#### Reading passage:
....

# What's your personality type?



## Nutnutnut (Jun 2, 2007)

Based on jung test (Myer Briggs), one of the best tests around.

Here's a rather quick and easy version of the test

Just drag the little rectangle to the desired notch.

Click here if you want a longer more detailed version of the test, but providing one answer instead of grading each possiblity like in the shorter test above

Good description of types here

So, what do you think is your type?

I think I'm an ENTP, but I appear INTP to others because of SA.


----------



## TreeFrog (Oct 17, 2007)

Interesting... I thought all SAers were Introverts. I had at least been wondering about that because I am very interested in the MBTI and the Enneagram. 

I am an INFP. Very, very hard on myself but always with an eye toward self-actualization. I always thought the P should stand for Procrastinator. :lol


----------



## Zarklus (Aug 5, 2007)

sdfdg


----------



## starblob (Oct 23, 2005)

INTJ - although i do lack the supposed self confidence of a true INTJ-er.


----------



## ardrum (May 13, 2007)

INTJ


----------



## LostinReverie (Mar 18, 2007)

INFP


----------



## ardrum (May 13, 2007)

So accurate for me...



> Personal relationships, particularly romantic ones, can be the INTJ's Achilles heel. While they are capable of caring deeply for others (usually a select few), and are willing to spend a great deal of time and effort on a relationship, the knowledge and self-confidence that make them so successful in other areas can suddenly abandon or mislead them in interpersonal situations.

....

#### Jobs:
• a. Return the part of the forum thread from "Click here if" to "(Oct 17, 2007)", copied word for word.
• b. Rewrite the records with every "white hakama" changed to "black hakama", keeping everything else in them the same.
The forum thread and the records below it were taken from unrelated sources.

#### Supplied information:
....

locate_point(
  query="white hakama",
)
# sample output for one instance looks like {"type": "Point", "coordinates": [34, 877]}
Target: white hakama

....

#### Answers for the tasks:
• a.
Click here if you want a longer more detailed version of the test, but providing one answer instead of grading each possiblity like in the shorter test above

Good description of types here

So, what do you think is your type?

I think I'm an ENTP, but I appear INTP to others because of SA.


----------



## TreeFrog (Oct 17, 2007)

• b.
locate_point(
  query="black hakama",
)
# sample output for one instance looks like {"type": "Point", "coordinates": [34, 877]}
Target: black hakama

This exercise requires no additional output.